### Aufgabe 1:
Beantworten Sie die folgenden Fragen zum Textauszug über die Ausfallsicherheit der Sachmittel.
(a) Was sollte nach den Vorgaben der Vergabeunterlagen dargelegt werden?
(b) Womit hat die Antragsgegnerin im ergänzenden Vergabevermerk den Punktabzug bei der Antragstellerin begründet?
(c) Worüber werden die Fahrzeuge und Geräte als Ausfallreserve jederzeit abrufbar vorgehalten?

### Textauszug:

12.2.03 Ausfallsicherheit Sachmittel
Hier sollte nach den Vorgaben der Vergabeunterlagen dargelegt werden, wie seitens des Bieters auf kurzfristige Material- oder Fahrzeugausfälle reagiert wird und welche Maßnahmen getroffen werden, um solchen begegnen zu können. Das Konzept der Antragstellerin hat für dieses Kriterium als einziges Konzept lediglich xxxxxx Punkte erhalten, während die anderen Konzepte durchweg mit der Höchstpunktzahl 5 bewertet wurden. Den Punktabzug bei der Antragstellerin hat die Antragsgegnerin im ergänzenden Vergabevermerk damit begründet, dass im Konzept keine konkrete Anzahl an Ersatzfahrzeugen und Ersatzmaterialien beschrieben wird. Zwar sei durch den Hinweis auf ein Reservefahrzeug eine kurzfristige Kompensation durchaus sichergestellt. Insgesamt seien die Ausführungen aber - auch im Verhältnis zu den Ausführungen der anderen Bieter - nicht mit der vollen Punktzahl zu bewerten. Für das Konzept der Beigeladenen zu 1 wird diesbezüglich z.B. hervorgehoben, dass eine Zahl von xxxxxx% der vorzuhaltenden Fahrzeuge als Ersatzfahrzeuge zur Verfügung gestellt wird und dass die Beigeladene zu 1 ausführt, wie sie von den Herstellern der Geräte Ersatzgeräte bekommen kann. Ferner würden Fahrzeuge und Geräte über eine zentrale Rufnummer jederzeit abrufbar als Ausfallreserve vorgehalten. Auch bezüglich dieses Kriteriums ist die unterschiedliche Punktezumessung daher nachvollziehbar und geht nicht von sachfremden Erwägungen aus.

### Ausgangsmaterial:
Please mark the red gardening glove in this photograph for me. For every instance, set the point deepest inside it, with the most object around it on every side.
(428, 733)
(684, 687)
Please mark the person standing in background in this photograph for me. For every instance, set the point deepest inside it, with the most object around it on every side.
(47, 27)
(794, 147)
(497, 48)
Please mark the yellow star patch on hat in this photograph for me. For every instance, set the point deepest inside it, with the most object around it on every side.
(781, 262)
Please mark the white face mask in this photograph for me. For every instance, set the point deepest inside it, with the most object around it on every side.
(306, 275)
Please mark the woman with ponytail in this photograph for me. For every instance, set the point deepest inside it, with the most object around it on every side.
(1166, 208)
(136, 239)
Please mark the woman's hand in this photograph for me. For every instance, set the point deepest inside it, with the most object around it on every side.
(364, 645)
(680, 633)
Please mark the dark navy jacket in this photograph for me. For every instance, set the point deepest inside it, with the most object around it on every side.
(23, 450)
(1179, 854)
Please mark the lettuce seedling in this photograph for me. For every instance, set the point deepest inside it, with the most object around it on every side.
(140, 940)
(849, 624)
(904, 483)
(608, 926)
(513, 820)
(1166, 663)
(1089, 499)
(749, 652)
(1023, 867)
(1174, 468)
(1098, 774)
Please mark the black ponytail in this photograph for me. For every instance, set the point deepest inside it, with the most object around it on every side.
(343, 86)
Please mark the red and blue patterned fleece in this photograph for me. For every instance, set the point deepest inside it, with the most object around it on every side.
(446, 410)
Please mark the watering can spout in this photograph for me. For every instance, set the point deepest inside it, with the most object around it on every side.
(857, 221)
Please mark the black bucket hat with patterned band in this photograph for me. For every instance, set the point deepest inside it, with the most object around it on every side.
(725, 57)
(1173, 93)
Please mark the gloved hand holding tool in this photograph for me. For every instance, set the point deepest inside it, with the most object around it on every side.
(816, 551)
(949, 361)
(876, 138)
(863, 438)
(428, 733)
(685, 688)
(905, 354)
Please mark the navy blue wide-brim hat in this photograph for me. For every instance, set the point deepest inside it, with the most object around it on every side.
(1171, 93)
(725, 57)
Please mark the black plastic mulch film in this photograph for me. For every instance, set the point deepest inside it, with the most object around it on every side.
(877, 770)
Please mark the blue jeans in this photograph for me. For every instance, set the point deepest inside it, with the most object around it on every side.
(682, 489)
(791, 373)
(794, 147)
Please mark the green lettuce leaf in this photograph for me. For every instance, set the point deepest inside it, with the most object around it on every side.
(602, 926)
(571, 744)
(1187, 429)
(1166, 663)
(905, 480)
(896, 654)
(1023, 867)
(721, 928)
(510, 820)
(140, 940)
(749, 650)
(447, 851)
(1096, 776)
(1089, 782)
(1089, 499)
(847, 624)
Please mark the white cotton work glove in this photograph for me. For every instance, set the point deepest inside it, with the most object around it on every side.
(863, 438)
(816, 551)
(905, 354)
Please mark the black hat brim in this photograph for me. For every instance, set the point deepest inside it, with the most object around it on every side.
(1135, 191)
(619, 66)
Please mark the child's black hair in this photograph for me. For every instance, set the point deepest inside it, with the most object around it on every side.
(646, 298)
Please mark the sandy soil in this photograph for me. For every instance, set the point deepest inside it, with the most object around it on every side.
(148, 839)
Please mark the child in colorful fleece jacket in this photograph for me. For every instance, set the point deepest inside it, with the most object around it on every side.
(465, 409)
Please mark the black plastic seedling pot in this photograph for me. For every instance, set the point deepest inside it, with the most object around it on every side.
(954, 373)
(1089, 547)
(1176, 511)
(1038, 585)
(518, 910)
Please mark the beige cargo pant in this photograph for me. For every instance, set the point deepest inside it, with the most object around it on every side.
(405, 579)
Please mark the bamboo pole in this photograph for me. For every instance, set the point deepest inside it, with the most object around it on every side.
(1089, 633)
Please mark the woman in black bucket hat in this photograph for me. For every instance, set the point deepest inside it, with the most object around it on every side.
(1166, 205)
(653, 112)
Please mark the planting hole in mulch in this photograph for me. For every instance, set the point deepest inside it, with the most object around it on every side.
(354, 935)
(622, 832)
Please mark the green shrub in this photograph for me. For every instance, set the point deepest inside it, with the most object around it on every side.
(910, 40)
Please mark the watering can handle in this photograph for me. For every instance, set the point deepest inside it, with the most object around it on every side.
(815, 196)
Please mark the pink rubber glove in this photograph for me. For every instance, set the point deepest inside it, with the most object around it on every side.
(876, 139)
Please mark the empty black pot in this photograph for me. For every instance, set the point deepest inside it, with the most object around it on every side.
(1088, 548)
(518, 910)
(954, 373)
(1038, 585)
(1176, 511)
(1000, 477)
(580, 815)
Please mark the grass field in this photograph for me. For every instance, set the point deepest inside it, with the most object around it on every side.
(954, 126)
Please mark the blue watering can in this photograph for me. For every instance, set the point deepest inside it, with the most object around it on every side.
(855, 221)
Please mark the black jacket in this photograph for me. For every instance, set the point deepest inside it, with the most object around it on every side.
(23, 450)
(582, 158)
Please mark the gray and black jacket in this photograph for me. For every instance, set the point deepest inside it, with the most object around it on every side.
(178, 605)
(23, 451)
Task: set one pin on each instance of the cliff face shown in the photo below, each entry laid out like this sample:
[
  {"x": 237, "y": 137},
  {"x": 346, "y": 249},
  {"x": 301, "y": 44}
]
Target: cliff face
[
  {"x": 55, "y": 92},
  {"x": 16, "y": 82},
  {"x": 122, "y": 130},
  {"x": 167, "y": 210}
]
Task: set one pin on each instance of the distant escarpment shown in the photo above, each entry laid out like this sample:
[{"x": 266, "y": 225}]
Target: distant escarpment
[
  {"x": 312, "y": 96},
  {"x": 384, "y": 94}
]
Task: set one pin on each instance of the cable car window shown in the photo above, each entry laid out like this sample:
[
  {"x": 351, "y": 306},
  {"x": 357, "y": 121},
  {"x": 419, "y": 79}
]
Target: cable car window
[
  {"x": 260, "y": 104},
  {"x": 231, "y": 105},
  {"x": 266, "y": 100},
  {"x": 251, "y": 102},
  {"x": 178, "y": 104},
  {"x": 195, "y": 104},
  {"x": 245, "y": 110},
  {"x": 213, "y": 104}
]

--

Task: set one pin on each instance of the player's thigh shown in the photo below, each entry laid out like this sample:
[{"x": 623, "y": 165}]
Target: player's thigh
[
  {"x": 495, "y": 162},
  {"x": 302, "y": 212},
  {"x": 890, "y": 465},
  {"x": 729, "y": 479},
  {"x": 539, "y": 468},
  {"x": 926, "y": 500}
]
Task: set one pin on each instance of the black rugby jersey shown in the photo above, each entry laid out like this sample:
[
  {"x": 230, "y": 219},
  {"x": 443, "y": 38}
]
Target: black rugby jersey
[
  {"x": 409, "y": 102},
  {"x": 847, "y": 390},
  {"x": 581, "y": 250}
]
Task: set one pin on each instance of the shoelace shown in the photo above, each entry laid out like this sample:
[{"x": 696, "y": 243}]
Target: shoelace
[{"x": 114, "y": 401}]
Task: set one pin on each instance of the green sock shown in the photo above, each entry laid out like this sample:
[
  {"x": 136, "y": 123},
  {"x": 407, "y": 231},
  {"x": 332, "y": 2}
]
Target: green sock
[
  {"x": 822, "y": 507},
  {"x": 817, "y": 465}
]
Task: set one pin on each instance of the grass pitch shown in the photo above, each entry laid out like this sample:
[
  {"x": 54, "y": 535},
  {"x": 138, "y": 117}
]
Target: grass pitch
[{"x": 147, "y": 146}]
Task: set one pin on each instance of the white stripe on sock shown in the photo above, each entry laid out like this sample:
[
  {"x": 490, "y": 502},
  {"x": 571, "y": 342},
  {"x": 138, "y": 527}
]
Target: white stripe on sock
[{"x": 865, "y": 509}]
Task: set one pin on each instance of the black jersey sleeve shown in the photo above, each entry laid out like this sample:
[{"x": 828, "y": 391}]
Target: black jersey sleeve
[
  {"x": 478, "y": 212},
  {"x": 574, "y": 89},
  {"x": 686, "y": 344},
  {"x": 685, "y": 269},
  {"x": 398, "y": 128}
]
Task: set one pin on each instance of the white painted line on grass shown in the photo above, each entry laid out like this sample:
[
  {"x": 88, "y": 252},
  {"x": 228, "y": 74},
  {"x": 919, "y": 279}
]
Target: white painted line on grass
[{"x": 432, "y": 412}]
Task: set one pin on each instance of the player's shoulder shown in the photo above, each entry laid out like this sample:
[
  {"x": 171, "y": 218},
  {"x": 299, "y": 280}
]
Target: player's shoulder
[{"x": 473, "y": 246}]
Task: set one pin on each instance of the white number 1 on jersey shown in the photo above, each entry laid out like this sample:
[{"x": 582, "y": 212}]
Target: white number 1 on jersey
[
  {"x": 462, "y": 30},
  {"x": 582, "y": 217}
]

### Aufgabe 2:
Sammeln Sie aus den Datensätzen jede Zeile, in der das Wort „painted" vorkommt.

### Vollständige Lösung 1:
(a) Wie der Bieter auf kurzfristige Material- oder Fahrzeugausfälle reagiert und welche Maßnahmen er trifft, um solchen Ausfällen begegnen zu können.
(b) Damit, dass im Konzept keine konkrete Anzahl an Ersatzfahrzeugen und Ersatzmaterialien beschrieben wird.
(c) Über eine zentrale Rufnummer.

### Vollständige Lösung 2:
Task: set one pin on each instance of the white painted line on grass shown in the photo above, each entry laid out like this sample:
Target: white painted line on grass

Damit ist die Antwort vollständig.